* _Tarea 1_
Transcribe íntegra y sin ningún cambio la carta abierta al presidente de la Nación que aparece abajo.

* _Texto de la carta_
>>>

CARTA ABIERTA DE UN
JURISTA AL SR. PRESIDENTE DE LA NACIÓN ARGENTINA
DR. ROLANDO EDMUNDO
GIALDINO
De mi mayor
consideración:
Me dirijo al Sr. presidente,
con el debido respeto, solo movido por la intención de colaborar en la delicada
y encumbrada gestión que ha asumido, por cierto, voluntariamente.
Creo, en tal
sentido, que un jurista, aunque de caletre corto, puede allegarle algún
provecho, desde el momento en que, al tomar posesión del cargo, Ud. ha jurado
“‘observar y hacer observar fielmente la Constitución de la Nación Argentina’”
(Constitución Nacional [CN], art. 93).
Todo poder,
reconozcámoslo, es deber. Descuento, además, su firme y permanente empeño en no
quebrantar tan grave compromiso.
De ahí que, me
permito adelantarlo, salvo alguna que otra escueta apostilla, nada subjetivo
encontrará en las reflexiones que siguen.
Prometo ajustarme
exclusivamente al texto constitucional y, en todo caso, a la jurisprudencia de
la Corte Suprema de Justicia de la Nación (Corte SJN), la cual, de estar a sus
propias palabras, es “intérprete final de [la CN], guardián último de las garantías
superiores de las personas y partícipe en el sistema republicano de gobierno”
(Peyrano, 2021, § 17).

<<<

* _Filas proporcionadas_
>>>

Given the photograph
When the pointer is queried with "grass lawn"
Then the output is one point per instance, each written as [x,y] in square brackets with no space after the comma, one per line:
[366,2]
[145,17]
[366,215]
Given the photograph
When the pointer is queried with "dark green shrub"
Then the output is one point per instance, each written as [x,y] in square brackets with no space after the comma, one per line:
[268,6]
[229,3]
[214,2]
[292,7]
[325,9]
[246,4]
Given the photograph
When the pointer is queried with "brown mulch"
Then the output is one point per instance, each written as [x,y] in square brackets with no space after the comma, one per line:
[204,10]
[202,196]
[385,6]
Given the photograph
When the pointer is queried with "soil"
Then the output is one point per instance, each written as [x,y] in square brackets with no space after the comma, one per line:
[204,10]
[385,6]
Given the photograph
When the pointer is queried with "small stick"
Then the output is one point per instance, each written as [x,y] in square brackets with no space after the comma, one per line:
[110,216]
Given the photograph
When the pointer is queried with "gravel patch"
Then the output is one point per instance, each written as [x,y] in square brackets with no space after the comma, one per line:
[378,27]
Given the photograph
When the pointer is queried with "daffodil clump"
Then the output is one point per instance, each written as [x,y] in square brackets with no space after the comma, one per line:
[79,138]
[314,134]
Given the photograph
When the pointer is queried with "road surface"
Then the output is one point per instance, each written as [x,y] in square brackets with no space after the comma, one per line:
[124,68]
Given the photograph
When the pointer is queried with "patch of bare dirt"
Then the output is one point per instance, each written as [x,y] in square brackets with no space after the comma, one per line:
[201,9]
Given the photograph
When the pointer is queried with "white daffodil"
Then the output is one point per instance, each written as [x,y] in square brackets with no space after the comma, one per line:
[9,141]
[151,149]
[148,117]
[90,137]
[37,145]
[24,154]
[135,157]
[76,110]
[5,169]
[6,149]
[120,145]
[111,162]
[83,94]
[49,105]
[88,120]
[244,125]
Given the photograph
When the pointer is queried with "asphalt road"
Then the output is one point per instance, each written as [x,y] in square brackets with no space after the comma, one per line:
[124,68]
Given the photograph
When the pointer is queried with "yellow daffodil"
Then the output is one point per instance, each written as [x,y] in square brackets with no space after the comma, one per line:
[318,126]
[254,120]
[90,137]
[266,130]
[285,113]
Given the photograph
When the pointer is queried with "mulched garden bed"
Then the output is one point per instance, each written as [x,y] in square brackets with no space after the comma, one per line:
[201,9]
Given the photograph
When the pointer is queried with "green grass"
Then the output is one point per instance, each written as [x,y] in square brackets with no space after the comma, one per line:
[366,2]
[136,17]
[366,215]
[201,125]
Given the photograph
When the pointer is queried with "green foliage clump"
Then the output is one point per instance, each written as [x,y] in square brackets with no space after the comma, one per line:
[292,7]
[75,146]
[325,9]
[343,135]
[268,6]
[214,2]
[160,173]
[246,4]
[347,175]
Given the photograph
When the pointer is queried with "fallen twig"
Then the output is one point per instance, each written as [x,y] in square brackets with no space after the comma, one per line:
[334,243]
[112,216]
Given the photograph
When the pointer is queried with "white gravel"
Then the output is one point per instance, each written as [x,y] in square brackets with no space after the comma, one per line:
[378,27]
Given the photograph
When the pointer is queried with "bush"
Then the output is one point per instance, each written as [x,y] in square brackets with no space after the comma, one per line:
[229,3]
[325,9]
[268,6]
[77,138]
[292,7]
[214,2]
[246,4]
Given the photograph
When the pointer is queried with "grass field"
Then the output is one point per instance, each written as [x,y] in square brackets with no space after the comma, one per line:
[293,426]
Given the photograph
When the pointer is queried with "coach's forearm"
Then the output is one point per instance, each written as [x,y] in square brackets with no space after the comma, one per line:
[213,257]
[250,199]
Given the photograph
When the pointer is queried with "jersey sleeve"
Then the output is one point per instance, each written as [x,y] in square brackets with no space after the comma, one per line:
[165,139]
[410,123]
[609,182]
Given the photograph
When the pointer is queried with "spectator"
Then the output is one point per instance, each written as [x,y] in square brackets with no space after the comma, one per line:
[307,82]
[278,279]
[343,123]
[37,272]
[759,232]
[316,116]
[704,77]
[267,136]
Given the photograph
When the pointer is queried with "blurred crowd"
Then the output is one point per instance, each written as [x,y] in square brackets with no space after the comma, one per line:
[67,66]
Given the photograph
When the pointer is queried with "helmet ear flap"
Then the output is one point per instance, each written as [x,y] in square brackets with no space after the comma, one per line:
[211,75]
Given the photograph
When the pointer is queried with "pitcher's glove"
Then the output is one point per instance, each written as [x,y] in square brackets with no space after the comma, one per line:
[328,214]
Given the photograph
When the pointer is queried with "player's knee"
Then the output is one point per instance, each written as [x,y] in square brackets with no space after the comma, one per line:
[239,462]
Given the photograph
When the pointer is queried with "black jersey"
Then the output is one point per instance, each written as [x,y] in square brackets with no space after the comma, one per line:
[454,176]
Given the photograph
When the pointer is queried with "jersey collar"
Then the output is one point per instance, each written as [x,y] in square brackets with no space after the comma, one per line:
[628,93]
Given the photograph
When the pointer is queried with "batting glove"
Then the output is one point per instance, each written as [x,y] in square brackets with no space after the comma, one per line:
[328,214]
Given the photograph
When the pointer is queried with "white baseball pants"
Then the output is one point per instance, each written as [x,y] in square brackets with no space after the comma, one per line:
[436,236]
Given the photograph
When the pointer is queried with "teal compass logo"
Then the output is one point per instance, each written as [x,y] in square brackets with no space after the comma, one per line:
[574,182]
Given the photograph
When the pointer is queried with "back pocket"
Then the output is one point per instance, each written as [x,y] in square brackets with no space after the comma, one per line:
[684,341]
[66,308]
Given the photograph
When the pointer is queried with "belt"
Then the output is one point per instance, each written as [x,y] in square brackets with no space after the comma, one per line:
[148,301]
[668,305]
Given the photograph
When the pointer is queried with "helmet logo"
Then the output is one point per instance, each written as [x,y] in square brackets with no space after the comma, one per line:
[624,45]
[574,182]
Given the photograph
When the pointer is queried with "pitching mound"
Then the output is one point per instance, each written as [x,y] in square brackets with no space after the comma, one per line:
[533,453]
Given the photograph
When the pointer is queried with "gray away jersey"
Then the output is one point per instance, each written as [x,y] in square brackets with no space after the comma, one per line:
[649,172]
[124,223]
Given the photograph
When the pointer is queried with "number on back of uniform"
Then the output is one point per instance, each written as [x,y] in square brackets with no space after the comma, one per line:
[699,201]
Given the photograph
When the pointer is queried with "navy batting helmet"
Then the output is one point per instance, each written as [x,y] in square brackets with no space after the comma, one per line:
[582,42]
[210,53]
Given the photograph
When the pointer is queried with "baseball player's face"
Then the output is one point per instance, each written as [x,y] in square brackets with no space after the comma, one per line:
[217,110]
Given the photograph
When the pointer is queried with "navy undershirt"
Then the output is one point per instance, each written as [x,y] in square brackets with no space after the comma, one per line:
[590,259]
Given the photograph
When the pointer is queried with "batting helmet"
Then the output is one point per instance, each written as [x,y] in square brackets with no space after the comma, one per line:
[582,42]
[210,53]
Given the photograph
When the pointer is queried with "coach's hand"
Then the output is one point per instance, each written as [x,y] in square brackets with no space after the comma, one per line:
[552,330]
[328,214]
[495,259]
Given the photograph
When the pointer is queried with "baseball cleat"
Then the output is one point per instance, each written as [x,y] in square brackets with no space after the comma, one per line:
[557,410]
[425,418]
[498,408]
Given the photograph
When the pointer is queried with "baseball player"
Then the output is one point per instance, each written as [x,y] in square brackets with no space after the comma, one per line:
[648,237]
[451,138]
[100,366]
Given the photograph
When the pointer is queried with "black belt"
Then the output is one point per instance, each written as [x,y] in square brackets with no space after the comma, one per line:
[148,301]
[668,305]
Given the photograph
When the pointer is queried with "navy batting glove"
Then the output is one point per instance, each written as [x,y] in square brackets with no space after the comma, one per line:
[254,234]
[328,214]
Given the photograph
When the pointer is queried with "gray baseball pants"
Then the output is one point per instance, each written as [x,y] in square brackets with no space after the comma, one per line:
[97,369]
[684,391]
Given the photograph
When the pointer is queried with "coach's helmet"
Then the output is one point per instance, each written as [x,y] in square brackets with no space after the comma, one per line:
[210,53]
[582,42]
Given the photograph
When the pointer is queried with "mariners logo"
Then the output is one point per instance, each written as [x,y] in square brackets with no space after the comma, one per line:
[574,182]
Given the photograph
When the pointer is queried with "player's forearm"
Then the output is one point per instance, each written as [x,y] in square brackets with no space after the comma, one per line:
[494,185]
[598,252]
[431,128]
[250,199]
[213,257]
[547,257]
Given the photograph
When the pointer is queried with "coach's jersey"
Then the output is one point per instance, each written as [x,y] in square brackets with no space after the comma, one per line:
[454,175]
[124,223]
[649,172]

<<<
>>>

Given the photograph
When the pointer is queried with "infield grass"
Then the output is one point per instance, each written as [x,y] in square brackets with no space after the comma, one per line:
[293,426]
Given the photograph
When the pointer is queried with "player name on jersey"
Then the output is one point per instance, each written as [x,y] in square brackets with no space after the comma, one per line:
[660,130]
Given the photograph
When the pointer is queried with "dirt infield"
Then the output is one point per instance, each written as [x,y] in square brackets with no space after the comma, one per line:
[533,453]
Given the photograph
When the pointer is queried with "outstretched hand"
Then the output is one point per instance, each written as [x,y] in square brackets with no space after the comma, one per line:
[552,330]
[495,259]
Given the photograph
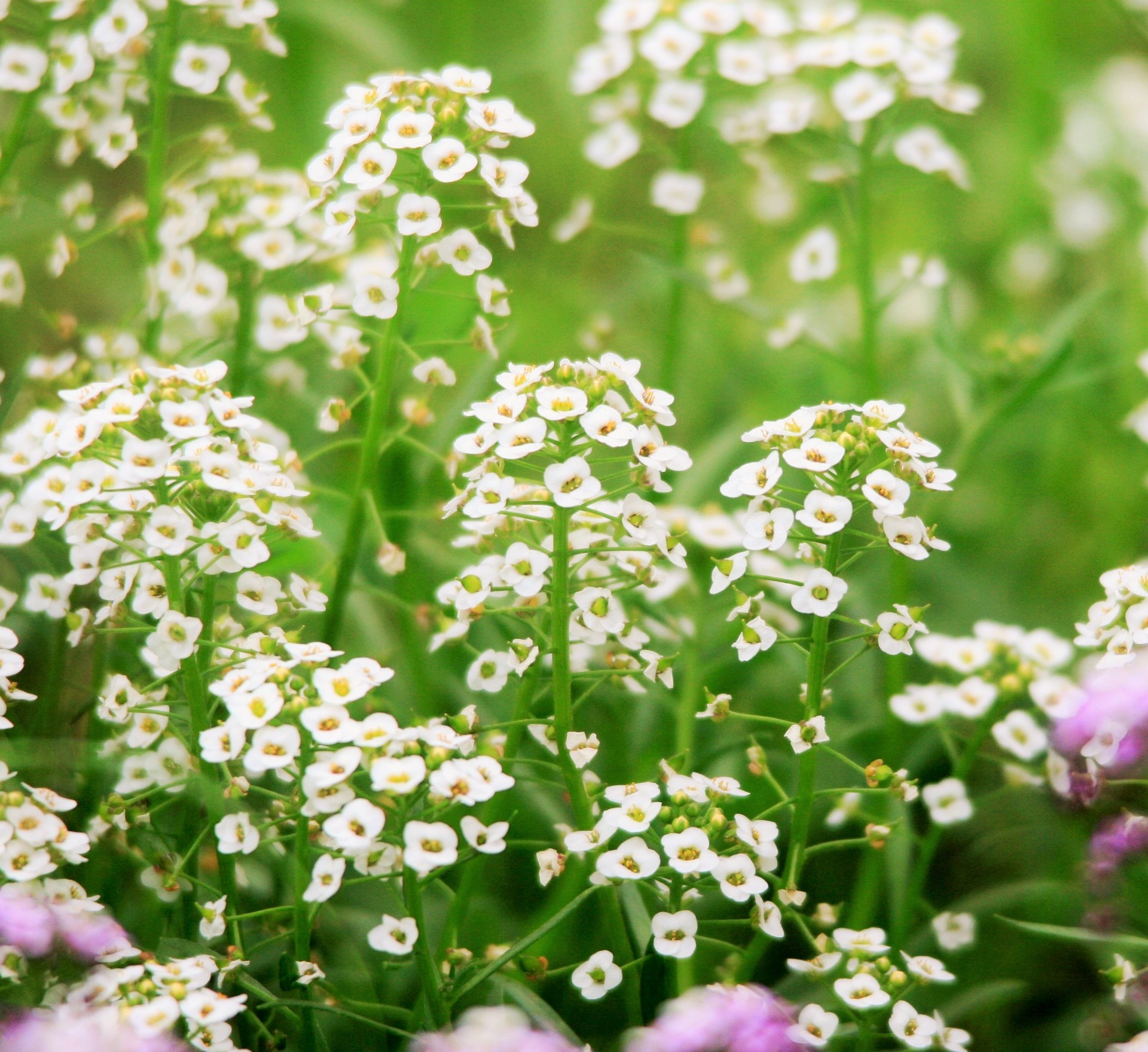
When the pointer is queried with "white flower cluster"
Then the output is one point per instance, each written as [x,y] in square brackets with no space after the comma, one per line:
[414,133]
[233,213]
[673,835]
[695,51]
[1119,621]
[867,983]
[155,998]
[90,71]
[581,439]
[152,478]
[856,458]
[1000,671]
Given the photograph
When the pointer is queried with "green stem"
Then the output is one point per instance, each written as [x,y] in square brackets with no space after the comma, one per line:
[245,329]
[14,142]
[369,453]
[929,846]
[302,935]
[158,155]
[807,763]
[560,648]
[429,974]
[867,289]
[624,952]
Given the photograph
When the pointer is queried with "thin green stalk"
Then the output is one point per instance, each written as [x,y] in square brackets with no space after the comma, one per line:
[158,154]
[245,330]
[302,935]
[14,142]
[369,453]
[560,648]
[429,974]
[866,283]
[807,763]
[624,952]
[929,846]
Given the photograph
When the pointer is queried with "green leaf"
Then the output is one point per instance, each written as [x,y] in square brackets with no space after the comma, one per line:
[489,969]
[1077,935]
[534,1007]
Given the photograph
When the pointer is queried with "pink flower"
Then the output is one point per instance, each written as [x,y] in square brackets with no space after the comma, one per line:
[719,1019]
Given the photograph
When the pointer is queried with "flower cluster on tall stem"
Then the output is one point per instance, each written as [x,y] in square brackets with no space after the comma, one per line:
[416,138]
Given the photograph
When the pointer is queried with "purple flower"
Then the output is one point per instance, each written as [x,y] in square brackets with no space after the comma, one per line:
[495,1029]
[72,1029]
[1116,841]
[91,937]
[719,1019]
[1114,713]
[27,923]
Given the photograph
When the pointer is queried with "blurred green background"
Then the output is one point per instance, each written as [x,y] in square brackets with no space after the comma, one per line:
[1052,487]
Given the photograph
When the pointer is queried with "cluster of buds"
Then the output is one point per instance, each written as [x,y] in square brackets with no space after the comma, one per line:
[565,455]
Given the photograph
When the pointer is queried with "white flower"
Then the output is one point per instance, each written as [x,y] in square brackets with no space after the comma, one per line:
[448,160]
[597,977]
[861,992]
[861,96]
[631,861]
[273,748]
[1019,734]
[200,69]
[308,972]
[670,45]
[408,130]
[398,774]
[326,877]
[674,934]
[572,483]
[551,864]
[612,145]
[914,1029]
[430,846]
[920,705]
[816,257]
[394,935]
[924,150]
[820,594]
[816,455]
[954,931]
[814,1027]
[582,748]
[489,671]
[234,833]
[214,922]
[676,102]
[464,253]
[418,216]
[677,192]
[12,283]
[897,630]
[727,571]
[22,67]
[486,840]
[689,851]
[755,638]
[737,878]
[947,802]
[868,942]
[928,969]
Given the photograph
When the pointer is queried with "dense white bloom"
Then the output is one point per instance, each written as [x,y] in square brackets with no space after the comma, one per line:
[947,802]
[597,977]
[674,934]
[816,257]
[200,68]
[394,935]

<<<

* _Tarea 2_
¿En cuántas líneas de las filas de arriba aparece la palabra "black", distinguiendo entre mayúsculas y minúsculas? Responde solo con el número.

* _Respuesta completa 1_
CARTA ABIERTA DE UN
JURISTA AL SR. PRESIDENTE DE LA NACIÓN ARGENTINA
DR. ROLANDO EDMUNDO
GIALDINO
De mi mayor
consideración:
Me dirijo al Sr. presidente,
con el debido respeto, solo movido por la intención de colaborar en la delicada
y encumbrada gestión que ha asumido, por cierto, voluntariamente.
Creo, en tal
sentido, que un jurista, aunque de caletre corto, puede allegarle algún
provecho, desde el momento en que, al tomar posesión del cargo, Ud. ha jurado
“‘observar y hacer observar fielmente la Constitución de la Nación Argentina’”
(Constitución Nacional [CN], art. 93).
Todo poder,
reconozcámoslo, es deber. Descuento, además, su firme y permanente empeño en no
quebrantar tan grave compromiso.
De ahí que, me
permito adelantarlo, salvo alguna que otra escueta apostilla, nada subjetivo
encontrará en las reflexiones que siguen.
Prometo ajustarme
exclusivamente al texto constitucional y, en todo caso, a la jurisprudencia de
la Corte Suprema de Justicia de la Nación (Corte SJN), la cual, de estar a sus
propias palabras, es “intérprete final de [la CN], guardián último de las garantías
superiores de las personas y partícipe en el sistema republicano de gobierno”
(Peyrano, 2021, § 17).

* _Respuesta completa 2_
2